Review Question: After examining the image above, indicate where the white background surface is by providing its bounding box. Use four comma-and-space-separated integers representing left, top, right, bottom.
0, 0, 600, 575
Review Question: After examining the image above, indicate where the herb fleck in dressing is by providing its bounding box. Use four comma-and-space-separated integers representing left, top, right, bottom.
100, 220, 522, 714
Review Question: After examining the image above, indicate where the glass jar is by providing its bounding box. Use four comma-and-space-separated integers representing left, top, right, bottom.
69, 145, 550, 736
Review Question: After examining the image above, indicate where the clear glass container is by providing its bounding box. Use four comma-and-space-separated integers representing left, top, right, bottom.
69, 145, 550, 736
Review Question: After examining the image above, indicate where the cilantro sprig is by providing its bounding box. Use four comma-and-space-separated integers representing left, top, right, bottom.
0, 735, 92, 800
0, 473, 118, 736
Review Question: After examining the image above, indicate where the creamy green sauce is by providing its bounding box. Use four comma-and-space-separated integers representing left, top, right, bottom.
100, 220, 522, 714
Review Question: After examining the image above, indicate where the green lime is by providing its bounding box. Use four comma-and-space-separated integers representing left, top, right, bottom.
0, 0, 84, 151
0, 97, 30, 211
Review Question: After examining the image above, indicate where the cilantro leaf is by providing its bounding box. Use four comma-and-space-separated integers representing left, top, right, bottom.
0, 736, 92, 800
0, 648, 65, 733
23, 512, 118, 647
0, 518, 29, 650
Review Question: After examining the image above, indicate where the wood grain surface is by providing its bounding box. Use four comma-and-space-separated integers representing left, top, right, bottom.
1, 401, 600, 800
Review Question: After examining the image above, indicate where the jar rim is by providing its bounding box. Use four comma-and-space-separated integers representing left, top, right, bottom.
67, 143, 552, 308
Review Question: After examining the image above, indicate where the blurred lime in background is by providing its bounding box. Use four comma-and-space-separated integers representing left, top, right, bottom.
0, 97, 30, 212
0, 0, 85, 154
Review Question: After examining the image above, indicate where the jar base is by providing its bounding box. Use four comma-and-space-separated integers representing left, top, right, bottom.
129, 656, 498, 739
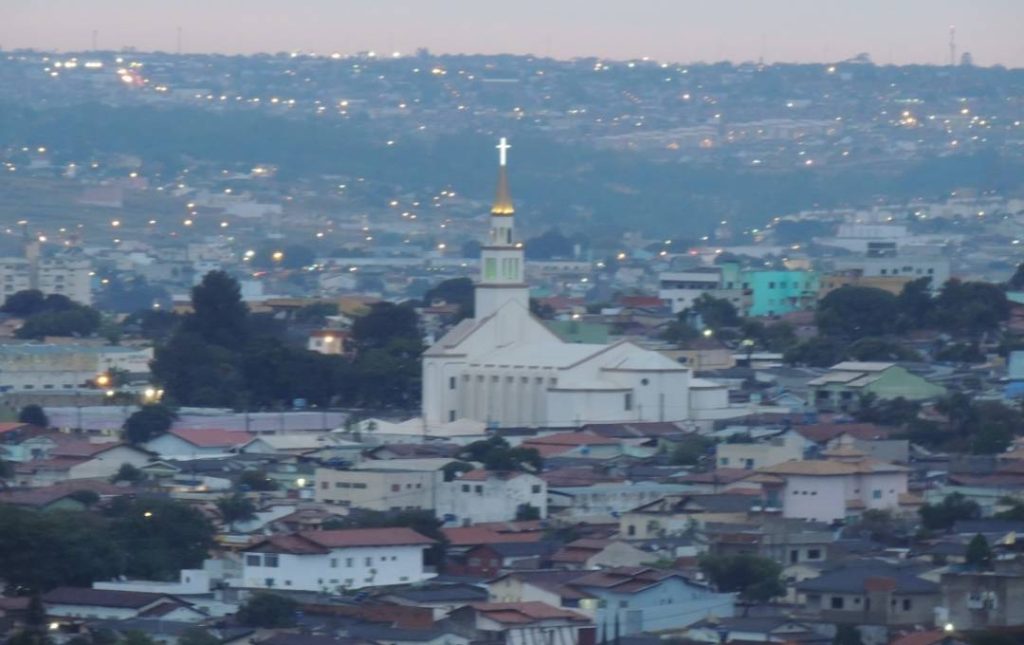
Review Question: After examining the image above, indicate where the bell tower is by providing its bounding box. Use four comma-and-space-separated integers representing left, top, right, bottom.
475, 137, 529, 319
◆ ◆ ◆ ◆ ◆
▶ **Exercise directions**: Rewrite all of the items above, replacing "Review Question" with "Labeling Prompt" and keeping everything else the same. Leave the pictures out of your answer.

▶ **Expected output**:
Labeling Prompt: After examining the image above, indicate where the white background surface is by providing its bounding box. Use four comma-and-space-separated integers representing left, top, right, bottom.
0, 0, 600, 575
Labeling Prompt: After examining the image above, indicate where the herb fleck in dressing is by providing its bounding box. Use four comma-and-space-separated integers representing left, top, right, bottom.
100, 220, 522, 714
Labeling Prompt: After examining the image above, indicate where the glass jar is by providing its bounding box. Use four comma-and-space-separated integers representing left, top, right, bottom.
69, 145, 550, 736
Labeling Prompt: After examining the image above, indicate where the clear glass container is by providing its bounding box. Use four comma-and-space-separated integers representing left, top, right, bottom.
69, 145, 550, 736
Labeling Prompt: After examining the image above, indicate where the cilantro sprig is by providing its bounding box. Use four comma-and-space-separated integers representing left, top, right, bottom.
0, 735, 92, 800
0, 473, 118, 736
Labeling Prompt: After examining the image above, indicate where the creamy green sauce is by providing its bounding box. Use four comma-and-space-separated integers representing left, top, right, bottom.
100, 220, 522, 714
Labeling Prompt: After examining the image above, indicate where the green lime is by providing its bounding box. Use four comma-and-space-separated integers representing left, top, right, bottom.
0, 0, 84, 151
0, 97, 30, 211
Labeling Prompt: After examining the image above, indicate where the cilantro leaf is by providing its bounding box. Use four comma-and-space-separated integers representing left, top, right, bottom.
0, 736, 92, 800
0, 648, 65, 733
23, 512, 118, 647
0, 518, 29, 650
Labeling Prompt: After examining the image above, indicate where the wood grain surface is by providing its bounding box. Use four comma-and-space-separated integers representing left, top, right, bottom.
1, 401, 600, 800
Labeling Prompt: After examining the image above, indicate where the jar rim is by providing its bounding box. Use four comma-and-space-separated integers representing left, top, right, bottom.
67, 143, 552, 308
Labeling Prompt: After examining the image above, indicate where the blurred lime in background is by providing its bounding box. Use four comma-and-space-separated integers representing left, top, right, bottom.
0, 97, 30, 212
0, 0, 85, 154
Labeling Prompt: After examining the image above, indicate where the jar base is by providing its bounding box. Use four comma-and-space-separated integers representing left, top, right, bottom.
129, 656, 498, 739
Labeling Prompt: After examining the image above, indicate where the bell tower is by providing its bounding box. Use four comma-and-space-separated integers representing left, top, right, bottom.
475, 137, 529, 319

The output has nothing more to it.